-- Start of Task inputs --
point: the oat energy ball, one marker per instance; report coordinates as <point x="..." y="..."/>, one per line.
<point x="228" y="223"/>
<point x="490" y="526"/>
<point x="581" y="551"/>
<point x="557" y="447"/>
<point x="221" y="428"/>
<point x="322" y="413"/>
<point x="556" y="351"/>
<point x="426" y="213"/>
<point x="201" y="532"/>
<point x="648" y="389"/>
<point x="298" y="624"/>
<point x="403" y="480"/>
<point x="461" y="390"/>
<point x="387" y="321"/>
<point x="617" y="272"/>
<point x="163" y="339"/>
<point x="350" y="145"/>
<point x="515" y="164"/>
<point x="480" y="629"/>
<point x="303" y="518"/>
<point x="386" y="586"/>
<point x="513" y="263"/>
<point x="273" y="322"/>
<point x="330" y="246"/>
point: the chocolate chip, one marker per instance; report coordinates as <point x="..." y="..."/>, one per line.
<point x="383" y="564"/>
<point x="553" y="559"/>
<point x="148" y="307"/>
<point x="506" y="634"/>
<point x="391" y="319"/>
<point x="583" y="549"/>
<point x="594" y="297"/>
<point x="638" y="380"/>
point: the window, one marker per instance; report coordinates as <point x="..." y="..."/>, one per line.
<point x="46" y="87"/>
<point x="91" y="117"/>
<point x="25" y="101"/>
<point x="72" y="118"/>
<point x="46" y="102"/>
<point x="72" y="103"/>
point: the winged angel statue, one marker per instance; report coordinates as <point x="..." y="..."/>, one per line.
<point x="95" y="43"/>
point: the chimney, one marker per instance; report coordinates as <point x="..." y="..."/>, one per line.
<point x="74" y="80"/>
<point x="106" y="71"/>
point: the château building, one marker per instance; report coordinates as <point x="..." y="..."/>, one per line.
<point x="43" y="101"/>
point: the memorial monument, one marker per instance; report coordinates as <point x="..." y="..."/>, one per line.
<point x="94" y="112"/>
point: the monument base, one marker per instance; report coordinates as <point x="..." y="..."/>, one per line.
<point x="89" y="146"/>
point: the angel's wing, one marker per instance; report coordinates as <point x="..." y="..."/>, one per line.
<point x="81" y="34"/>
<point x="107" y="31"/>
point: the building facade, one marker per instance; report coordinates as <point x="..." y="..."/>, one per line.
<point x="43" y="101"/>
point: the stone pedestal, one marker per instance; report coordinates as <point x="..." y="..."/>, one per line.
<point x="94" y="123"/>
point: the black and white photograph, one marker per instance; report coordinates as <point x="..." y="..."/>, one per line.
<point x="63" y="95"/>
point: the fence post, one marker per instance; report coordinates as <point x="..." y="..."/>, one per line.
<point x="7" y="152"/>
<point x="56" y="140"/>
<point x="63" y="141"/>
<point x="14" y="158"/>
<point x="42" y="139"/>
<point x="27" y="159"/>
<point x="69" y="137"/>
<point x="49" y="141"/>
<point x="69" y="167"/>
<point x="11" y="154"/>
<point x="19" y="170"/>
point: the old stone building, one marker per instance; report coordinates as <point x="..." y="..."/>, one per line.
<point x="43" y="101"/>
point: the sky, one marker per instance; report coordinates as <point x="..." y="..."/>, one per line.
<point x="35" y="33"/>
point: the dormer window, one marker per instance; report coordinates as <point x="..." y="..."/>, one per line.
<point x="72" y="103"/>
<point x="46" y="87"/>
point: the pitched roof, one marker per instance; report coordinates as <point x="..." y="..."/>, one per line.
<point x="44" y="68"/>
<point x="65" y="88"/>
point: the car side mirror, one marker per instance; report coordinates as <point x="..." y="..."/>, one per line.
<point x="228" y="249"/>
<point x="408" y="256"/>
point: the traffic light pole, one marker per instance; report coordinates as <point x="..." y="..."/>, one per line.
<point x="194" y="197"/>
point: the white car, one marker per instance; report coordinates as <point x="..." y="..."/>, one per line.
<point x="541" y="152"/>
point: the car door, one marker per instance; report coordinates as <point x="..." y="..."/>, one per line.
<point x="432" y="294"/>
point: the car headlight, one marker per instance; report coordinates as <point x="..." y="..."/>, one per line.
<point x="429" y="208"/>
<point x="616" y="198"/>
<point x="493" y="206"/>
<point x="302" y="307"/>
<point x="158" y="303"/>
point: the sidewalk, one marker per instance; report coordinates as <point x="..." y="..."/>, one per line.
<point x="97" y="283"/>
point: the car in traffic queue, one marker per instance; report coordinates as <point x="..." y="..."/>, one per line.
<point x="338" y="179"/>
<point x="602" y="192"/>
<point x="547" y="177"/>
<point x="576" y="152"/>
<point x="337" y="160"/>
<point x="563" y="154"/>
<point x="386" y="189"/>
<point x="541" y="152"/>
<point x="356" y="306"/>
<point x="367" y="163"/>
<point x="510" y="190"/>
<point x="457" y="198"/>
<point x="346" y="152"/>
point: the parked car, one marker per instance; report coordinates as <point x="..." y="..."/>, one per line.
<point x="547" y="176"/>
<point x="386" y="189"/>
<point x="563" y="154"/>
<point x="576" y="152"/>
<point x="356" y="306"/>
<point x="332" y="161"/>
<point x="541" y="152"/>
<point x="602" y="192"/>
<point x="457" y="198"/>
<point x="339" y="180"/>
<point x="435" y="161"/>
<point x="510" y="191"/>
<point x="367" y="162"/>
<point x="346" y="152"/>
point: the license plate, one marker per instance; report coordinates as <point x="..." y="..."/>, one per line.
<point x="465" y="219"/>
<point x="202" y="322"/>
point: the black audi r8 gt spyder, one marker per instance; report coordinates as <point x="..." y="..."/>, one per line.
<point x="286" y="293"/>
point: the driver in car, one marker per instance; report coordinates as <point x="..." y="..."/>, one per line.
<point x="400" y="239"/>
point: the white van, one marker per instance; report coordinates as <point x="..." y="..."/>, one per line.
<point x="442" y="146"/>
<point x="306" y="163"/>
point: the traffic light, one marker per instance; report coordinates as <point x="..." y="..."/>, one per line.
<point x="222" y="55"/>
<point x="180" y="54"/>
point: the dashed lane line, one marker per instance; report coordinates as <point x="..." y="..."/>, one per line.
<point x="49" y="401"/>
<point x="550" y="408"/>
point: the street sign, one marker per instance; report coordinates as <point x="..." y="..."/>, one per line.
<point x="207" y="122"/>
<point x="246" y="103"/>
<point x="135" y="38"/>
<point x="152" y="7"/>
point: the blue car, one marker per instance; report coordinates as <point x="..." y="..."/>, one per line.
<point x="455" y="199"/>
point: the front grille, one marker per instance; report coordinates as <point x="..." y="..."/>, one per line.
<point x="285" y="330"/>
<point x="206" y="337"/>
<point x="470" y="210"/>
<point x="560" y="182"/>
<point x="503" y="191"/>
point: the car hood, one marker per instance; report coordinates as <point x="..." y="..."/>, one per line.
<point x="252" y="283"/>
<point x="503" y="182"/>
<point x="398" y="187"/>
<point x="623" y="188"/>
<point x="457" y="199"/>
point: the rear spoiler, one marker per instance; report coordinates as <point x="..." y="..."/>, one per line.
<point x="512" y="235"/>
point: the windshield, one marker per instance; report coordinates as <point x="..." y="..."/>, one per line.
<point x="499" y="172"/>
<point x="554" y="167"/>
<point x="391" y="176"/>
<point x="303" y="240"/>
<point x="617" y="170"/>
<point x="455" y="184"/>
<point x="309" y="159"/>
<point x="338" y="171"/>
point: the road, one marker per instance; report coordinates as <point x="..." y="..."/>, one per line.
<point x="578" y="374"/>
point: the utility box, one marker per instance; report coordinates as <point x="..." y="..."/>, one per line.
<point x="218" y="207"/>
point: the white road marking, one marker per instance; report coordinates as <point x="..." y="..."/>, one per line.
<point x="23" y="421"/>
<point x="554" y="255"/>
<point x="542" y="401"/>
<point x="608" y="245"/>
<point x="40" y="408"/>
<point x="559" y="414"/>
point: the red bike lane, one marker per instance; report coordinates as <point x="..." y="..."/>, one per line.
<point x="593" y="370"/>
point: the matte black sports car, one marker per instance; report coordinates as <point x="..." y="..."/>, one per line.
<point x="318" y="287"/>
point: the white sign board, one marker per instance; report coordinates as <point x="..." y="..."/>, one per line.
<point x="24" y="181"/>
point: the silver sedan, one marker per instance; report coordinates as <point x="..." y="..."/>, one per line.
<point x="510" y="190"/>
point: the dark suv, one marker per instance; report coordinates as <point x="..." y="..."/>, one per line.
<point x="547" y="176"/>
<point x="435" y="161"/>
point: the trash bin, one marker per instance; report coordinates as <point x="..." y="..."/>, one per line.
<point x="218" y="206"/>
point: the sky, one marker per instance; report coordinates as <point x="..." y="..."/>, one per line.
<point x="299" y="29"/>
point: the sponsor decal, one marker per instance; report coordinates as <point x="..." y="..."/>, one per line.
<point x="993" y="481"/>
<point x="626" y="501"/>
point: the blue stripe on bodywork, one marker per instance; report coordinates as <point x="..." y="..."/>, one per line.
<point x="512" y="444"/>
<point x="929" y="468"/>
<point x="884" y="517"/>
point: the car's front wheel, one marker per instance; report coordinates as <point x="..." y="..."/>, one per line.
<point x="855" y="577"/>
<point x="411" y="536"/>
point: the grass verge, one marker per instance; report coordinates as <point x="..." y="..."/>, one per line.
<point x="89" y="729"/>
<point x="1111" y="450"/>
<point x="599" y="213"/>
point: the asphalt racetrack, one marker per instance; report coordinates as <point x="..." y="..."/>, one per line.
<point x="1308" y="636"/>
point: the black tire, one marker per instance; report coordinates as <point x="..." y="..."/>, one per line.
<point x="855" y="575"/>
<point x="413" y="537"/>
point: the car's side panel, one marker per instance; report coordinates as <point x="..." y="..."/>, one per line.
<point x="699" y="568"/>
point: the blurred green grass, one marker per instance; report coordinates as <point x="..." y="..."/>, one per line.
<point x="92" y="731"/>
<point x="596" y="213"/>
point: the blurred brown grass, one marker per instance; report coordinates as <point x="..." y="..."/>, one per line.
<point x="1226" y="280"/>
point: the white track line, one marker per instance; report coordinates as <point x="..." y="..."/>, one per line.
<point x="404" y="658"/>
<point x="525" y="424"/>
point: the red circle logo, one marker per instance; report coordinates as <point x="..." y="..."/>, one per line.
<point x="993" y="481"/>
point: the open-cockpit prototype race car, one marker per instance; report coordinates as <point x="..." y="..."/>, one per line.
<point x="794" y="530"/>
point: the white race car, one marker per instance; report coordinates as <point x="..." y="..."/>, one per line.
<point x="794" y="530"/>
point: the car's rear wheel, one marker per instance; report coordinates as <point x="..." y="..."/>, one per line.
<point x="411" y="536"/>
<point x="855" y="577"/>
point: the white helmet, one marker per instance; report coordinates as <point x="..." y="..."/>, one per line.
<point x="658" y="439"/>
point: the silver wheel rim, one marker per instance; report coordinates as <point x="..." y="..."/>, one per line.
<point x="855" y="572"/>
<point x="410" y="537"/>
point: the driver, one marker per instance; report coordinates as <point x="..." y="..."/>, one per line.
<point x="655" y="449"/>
-- End of Task inputs --
*Exercise requirements*. Return, unchanged, each line from the line containing "point: the blurred brown" through the last line of the material.

*Answer for this exercise*.
point: the blurred brown grass, one marker per instance; report coordinates as <point x="..." y="..."/>, one per line.
<point x="1226" y="280"/>
point: the white track line, one marker per instance; report coordinates as <point x="..." y="..."/>, one per line.
<point x="404" y="658"/>
<point x="525" y="424"/>
point: the red circle logo, one marker per instance; report coordinates as <point x="..." y="..."/>, one per line.
<point x="993" y="481"/>
point: the open-cockpit prototype race car, one marker per instance; report coordinates as <point x="..." y="..."/>, one per line.
<point x="794" y="530"/>
point: the white race car, one marker per instance; report coordinates as <point x="..." y="..."/>, one per line.
<point x="794" y="530"/>
point: the car's rear wheel, one marker per instance; report coordinates as <point x="..." y="..."/>, one per line.
<point x="411" y="536"/>
<point x="855" y="577"/>
point: the white helmet, one marker per instance; report coordinates as <point x="..." y="..."/>, one per line.
<point x="658" y="439"/>
point: the silver wheel rim, one marker per instance; report coordinates as <point x="..." y="..."/>, one per line.
<point x="855" y="572"/>
<point x="410" y="537"/>
point: the driver, one marker per instance; report coordinates as <point x="..." y="..."/>, one per line.
<point x="655" y="449"/>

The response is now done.